##### EXTRACT PROVIDED #####
Using the steelband as an instrument of peace has been done here in T&T previously and is being used by other countries to counter deviant behaviour among youth. The US Virgin Islands has sent young people here to play in local steelbands to experience the discipline and healing capacity of the steelband, say Copeland and Edwards.
Part of the plan for the regeneration of Laventille is to research the history of significant contributors to national development through the establishment of a "Heroes" platform. "We are not looking for any "ten days," we are looking for genuine help as we seek to produce lawyers, doctors and engineers who can play pan," says Edwards, the objective being to use the steelband to create ambitious and successful young people.
One vitally important element of the plan as outlined by Copeland (president of the Elders Organisation of Laventille) and Curtis Edwards, a third generation son of Desperadoes whose forefathers were among those who established the band, is that it is home-grown. Brazilian sociologist Paolo Freire says the oppressed have to free themselves. "The oppressed must be their own example in the struggle for their redemption," says Freire, adding that "no pedagogy which is truly liberating can remain distant from the oppressed by treating them as unfortunates, and by presenting for their emulation models from among the oppressors."
##### DATASET #####
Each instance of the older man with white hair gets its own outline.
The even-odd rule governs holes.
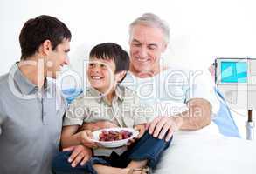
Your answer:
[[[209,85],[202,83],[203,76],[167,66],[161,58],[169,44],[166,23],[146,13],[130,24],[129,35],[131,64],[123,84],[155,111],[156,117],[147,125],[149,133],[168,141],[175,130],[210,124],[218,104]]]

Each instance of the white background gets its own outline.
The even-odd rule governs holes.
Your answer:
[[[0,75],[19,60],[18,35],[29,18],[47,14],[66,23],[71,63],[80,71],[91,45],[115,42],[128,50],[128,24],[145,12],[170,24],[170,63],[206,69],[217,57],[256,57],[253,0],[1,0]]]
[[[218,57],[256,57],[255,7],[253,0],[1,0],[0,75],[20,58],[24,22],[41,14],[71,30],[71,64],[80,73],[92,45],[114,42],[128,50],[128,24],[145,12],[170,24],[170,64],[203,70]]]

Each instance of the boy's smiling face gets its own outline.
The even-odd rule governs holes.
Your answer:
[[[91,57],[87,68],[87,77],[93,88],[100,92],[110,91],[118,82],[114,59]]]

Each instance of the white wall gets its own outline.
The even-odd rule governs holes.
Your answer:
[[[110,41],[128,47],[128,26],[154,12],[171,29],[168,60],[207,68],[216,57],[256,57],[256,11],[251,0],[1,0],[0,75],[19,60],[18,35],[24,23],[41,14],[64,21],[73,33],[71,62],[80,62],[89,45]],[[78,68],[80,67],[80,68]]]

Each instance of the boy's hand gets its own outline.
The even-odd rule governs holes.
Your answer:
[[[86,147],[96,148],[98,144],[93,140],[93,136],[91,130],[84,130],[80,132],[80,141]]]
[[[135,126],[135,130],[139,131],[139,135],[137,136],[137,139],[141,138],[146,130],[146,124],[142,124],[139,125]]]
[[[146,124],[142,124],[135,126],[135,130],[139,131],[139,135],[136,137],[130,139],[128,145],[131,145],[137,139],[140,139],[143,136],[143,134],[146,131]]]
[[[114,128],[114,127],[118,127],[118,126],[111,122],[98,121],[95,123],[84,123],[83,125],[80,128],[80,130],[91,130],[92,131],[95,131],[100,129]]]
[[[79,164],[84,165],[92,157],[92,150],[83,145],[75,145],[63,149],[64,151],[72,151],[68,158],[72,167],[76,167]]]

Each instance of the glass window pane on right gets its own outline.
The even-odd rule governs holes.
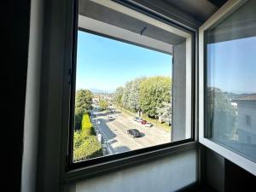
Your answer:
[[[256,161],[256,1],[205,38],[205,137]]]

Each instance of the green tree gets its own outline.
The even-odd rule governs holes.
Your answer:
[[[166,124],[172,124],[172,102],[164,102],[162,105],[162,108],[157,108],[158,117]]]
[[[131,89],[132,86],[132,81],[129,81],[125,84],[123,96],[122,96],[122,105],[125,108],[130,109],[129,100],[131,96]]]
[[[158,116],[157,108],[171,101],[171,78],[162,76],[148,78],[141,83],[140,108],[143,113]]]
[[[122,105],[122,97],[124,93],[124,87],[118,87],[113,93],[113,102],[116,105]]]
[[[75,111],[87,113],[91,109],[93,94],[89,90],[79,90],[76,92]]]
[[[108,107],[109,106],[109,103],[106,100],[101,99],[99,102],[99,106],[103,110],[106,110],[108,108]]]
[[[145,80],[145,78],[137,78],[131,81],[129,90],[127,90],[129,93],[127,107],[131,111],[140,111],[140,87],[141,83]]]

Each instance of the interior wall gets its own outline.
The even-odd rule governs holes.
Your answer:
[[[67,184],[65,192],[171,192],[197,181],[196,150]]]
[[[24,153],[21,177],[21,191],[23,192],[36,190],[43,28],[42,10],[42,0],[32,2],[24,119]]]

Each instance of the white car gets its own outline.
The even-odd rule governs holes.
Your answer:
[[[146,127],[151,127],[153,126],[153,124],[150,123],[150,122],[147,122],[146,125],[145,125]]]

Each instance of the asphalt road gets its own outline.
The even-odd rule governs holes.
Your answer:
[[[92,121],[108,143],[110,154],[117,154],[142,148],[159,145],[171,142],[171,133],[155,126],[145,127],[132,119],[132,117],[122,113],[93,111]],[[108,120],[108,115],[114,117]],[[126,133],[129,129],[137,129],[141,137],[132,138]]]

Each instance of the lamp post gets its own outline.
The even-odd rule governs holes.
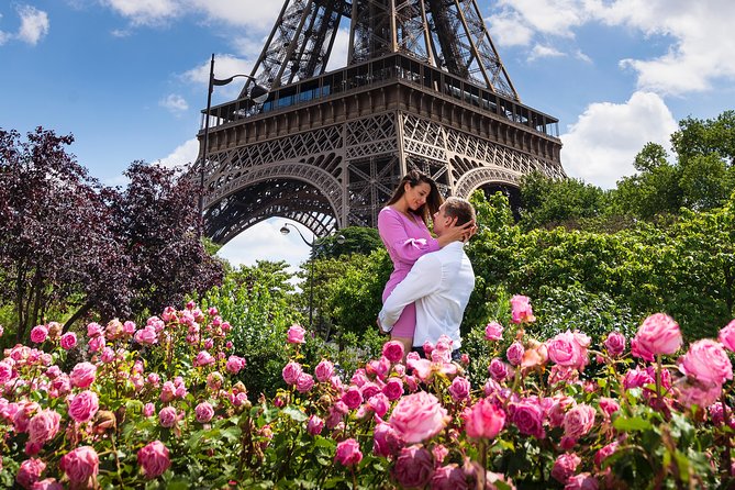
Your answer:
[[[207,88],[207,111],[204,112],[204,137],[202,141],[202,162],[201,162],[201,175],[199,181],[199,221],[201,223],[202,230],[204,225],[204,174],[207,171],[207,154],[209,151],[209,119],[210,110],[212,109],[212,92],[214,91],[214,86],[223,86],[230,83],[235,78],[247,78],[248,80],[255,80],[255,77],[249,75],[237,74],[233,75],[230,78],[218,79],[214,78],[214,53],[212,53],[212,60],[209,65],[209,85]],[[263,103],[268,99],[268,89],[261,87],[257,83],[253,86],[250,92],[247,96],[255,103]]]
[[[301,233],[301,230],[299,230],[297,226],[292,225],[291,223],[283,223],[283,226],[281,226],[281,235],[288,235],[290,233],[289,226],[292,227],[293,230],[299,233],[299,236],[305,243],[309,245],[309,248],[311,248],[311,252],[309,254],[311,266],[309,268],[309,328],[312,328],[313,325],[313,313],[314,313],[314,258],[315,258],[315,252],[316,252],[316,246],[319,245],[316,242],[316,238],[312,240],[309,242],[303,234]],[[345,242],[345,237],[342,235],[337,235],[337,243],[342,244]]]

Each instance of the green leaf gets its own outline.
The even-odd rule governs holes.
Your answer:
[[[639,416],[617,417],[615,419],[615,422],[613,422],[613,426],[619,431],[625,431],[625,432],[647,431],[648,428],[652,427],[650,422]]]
#####
##### DATASET #####
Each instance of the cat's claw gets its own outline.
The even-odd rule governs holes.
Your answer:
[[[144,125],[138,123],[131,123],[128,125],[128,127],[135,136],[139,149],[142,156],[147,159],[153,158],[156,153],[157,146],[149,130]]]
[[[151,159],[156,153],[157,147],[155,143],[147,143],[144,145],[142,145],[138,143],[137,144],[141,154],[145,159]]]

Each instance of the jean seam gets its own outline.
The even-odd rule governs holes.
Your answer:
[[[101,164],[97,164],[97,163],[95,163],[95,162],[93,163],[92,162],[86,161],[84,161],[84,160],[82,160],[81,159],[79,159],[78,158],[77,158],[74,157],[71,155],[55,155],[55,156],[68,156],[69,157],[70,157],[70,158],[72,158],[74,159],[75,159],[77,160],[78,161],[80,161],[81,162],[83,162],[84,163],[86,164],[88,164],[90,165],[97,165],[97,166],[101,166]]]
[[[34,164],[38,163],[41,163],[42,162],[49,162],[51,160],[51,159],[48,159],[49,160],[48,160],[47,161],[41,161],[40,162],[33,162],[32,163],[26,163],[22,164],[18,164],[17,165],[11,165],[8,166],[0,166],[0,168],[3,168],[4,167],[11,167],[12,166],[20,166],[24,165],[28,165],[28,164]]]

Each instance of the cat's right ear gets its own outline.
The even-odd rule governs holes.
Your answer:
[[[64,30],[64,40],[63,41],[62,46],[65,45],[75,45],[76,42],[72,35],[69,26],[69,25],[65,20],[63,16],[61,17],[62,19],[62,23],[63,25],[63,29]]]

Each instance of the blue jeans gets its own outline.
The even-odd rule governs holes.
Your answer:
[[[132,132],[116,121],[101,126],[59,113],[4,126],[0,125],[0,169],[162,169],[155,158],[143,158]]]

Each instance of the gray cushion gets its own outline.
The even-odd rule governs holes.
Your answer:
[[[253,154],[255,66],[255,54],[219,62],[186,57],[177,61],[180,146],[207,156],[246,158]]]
#####
##### DATASET #####
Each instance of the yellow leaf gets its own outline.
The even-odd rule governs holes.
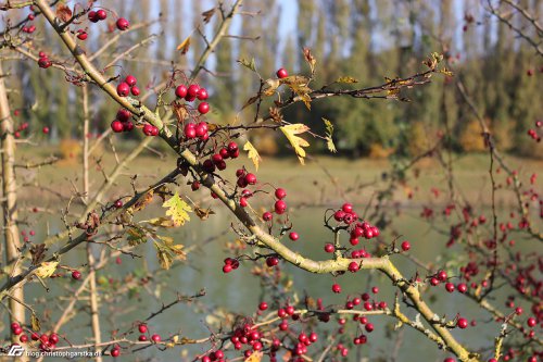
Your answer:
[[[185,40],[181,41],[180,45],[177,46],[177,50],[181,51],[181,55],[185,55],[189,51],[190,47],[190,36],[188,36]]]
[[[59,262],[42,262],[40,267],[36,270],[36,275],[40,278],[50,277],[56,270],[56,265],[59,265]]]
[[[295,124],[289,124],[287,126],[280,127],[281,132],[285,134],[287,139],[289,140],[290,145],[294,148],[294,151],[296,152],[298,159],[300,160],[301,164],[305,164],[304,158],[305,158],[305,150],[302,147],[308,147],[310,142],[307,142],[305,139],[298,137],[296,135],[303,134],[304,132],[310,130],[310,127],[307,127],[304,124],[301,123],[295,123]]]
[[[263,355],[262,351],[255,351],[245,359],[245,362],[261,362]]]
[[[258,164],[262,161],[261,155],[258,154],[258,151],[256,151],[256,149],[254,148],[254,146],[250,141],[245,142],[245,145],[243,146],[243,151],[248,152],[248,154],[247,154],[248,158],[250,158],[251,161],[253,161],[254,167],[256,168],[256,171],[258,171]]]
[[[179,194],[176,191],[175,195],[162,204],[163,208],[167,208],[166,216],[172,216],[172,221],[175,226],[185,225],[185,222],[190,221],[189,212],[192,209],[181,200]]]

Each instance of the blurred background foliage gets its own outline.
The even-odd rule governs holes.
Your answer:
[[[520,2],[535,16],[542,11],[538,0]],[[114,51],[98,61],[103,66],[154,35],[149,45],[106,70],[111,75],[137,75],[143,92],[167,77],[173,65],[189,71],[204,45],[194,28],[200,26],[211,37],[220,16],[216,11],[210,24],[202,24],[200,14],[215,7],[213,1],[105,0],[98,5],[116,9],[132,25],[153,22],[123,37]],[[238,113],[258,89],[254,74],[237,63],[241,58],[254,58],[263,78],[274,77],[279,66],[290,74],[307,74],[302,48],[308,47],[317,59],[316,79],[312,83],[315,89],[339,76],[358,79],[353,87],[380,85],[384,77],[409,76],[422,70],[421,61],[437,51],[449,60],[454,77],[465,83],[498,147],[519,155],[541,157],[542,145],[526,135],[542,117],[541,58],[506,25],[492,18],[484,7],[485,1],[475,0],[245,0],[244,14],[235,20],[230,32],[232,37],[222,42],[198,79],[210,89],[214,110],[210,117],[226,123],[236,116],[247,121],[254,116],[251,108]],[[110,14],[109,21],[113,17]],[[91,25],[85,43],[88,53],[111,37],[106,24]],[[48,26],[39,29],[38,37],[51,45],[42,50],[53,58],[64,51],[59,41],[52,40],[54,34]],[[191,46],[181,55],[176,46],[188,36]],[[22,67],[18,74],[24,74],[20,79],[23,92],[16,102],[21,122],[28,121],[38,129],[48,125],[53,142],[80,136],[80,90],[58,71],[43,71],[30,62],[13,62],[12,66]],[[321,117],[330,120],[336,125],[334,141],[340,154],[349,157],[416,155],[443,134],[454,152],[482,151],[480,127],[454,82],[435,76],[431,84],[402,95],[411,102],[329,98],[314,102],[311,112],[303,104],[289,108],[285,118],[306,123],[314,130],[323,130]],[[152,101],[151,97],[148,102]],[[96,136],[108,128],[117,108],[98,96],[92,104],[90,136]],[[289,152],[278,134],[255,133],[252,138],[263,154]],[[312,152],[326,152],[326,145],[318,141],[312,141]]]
#####
● **WORK TO COMPLETE**: Can you copy the entire steelband passage word for word? Rely only on the steelband passage for what comes next.

● **RESULT**:
Using the steelband as an instrument of peace has been done here in T&T previously and is being used by other countries to counter deviant behaviour among youth. The US Virgin Islands has sent young people here to play in local steelbands to experience the discipline and healing capacity of the steelband, say Copeland and Edwards.
Part of the plan for the regeneration of Laventille is to research the history of significant contributors to national development through the establishment of a "Heroes" platform. "We are not looking for any "ten days," we are looking for genuine help as we seek to produce lawyers, doctors and engineers who can play pan," says Edwards, the objective being to use the steelband to create ambitious and successful young people.
One vitally important element of the plan as outlined by Copeland (president of the Elders Organisation of Laventille) and Curtis Edwards, a third generation son of Desperadoes whose forefathers were among those who established the band, is that it is home-grown. Brazilian sociologist Paolo Freire says the oppressed have to free themselves. "The oppressed must be their own example in the struggle for their redemption," says Freire, adding that "no pedagogy which is truly liberating can remain distant from the oppressed by treating them as unfortunates, and by presenting for their emulation models from among the oppressors."